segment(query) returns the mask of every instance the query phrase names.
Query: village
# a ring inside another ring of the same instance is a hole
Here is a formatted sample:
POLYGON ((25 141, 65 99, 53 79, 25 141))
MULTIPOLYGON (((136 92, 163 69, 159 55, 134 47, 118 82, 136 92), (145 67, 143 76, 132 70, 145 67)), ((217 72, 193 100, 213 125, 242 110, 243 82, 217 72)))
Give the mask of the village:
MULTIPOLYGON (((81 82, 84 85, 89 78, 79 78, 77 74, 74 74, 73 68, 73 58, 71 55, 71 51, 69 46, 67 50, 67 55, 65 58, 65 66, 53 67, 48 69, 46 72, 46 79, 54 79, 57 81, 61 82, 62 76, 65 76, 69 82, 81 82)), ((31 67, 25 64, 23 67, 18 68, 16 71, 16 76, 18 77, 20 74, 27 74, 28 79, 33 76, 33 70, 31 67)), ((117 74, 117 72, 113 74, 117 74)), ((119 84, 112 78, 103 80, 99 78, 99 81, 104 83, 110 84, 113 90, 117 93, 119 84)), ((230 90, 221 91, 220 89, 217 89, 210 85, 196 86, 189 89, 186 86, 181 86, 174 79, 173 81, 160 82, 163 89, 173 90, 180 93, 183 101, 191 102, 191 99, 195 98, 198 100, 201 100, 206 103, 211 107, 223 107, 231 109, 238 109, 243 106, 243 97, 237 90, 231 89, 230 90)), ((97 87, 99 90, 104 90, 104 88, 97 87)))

--------

Convert the data above into a Markdown table with the columns "Row" and "Text". Put each line's sequence number in "Row" and the line itself in "Text", and omit blank lines.

| Row | Text |
|---|---|
| 1 | segment(query) returns the mask of every instance the query phrase names. |
| 2 | Query: village |
| 3 | # a ring inside another ring of the same instance is a hole |
| 4 | Here is a formatted sample: |
| 5 | POLYGON ((25 141, 65 99, 53 79, 25 141)) |
| 6 | MULTIPOLYGON (((136 92, 163 69, 159 55, 134 47, 118 82, 136 92), (145 67, 143 76, 132 70, 145 67)), ((217 72, 193 100, 213 125, 242 110, 243 82, 217 72))) |
| 7 | Give the mask of the village: |
| 8 | MULTIPOLYGON (((81 82, 84 85, 89 78, 79 78, 77 74, 74 74, 73 68, 73 58, 71 55, 71 51, 69 46, 67 50, 67 55, 65 58, 65 66, 53 67, 48 69, 46 72, 46 79, 54 79, 57 81, 61 82, 62 76, 65 76, 69 82, 81 82)), ((31 67, 25 64, 23 67, 18 68, 16 71, 16 76, 18 77, 20 74, 27 74, 28 79, 33 76, 33 70, 31 67)), ((117 74, 117 72, 113 74, 117 74)), ((119 84, 112 78, 103 80, 99 78, 99 81, 104 83, 110 84, 113 90, 117 93, 119 84)), ((230 90, 221 91, 220 89, 217 89, 210 85, 196 86, 189 89, 186 86, 181 86, 174 79, 173 81, 160 82, 163 89, 173 90, 180 93, 183 101, 191 102, 191 99, 195 98, 198 100, 201 100, 206 103, 211 107, 223 107, 231 109, 238 109, 243 106, 243 97, 237 90, 231 89, 230 90)), ((97 87, 99 90, 104 90, 104 88, 97 87))) |